● Direction 1
According to the RUUKKU editorial on making artistic research public, which numbered issue of the journal is devoted to artistic research and its publicity?
● Direction 2
From the RUUKKU editorial on making artistic research public, return the passage between "To display a" and "their own publicity.", inclusive.
● Direction 3
Continue the RUUKKU editorial on making artistic research public, starting after its final sentence.

● Text extract
____________

NR 19
Making Artistic Research Public
The public platforms of artistic research
Welcome to the 19th issue of RUUKKU devoted to artistic research and its publicity. Making something public is intrinsic to both art making and artistic research. This issue of RUUKKU focuses on the variety of ways artistic research is made public and on the effect of published artworks and research on their immediate surroundings, neighborhoods or environments. The call was opened for researchers and artists to ponder artistic research's relation to its publicity in its diversity, and the relevance of changes and traces that published artworks and artistic research leave in public space and vice versa.
 
To display a work in public means often to leave behind a singular piece or event in order to proceed further. It can also mean that development on one theme ceases and another begins. Clearly the occasion of publishing initiates reflection on how the work was received and leads to new approaches for proceeding with the research. Art and artistic research are not only made for the public; they are also informed by their own publicity.

____________

● Record set
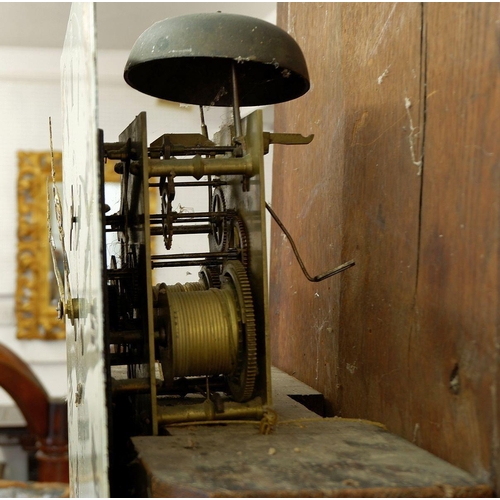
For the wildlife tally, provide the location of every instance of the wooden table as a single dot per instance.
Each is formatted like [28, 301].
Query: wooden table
[306, 455]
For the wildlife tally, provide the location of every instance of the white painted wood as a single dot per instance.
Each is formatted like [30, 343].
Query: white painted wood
[87, 414]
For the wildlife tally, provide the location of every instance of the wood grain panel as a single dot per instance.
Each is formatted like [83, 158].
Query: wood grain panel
[307, 196]
[354, 193]
[403, 176]
[455, 349]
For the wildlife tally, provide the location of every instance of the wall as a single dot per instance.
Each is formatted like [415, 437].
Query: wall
[403, 177]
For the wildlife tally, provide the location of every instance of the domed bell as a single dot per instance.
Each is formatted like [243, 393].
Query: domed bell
[189, 59]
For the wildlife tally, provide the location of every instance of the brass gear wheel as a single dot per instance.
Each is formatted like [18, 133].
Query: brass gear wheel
[238, 239]
[242, 380]
[210, 276]
[218, 240]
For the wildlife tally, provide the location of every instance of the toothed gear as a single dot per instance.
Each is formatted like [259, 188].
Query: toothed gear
[218, 240]
[239, 240]
[242, 380]
[210, 276]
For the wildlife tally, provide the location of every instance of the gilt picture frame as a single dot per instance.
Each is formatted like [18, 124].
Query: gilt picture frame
[36, 290]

____________

● Written reply 1
The 19th issue.

● Written reply 2
To display a work in public means often to leave behind a singular piece or event in order to proceed further. It can also mean that development on one theme ceases and another begins. Clearly the occasion of publishing initiates reflection on how the work was received and leads to new approaches for proceeding with the research. Art and artistic research are not only made for the public; they are also informed by their own publicity.

● Written reply 3
 
The expositions in this issue show a variety of ways of relating to matters of publicity. Unexpected things like a courtyard, a residency, a graphic novel, a collaborative multispecies journey, or the artistic practice of removing became public platforms where artistic research happens. Addressing the public does not necessarily take the form of production, but it shows alternative experimental and experiential ways of relating to matters of publicity. In these expositions publishing is seen as a live model, a prototype for learning processes that develop in relationship with different facets of the concept of the public.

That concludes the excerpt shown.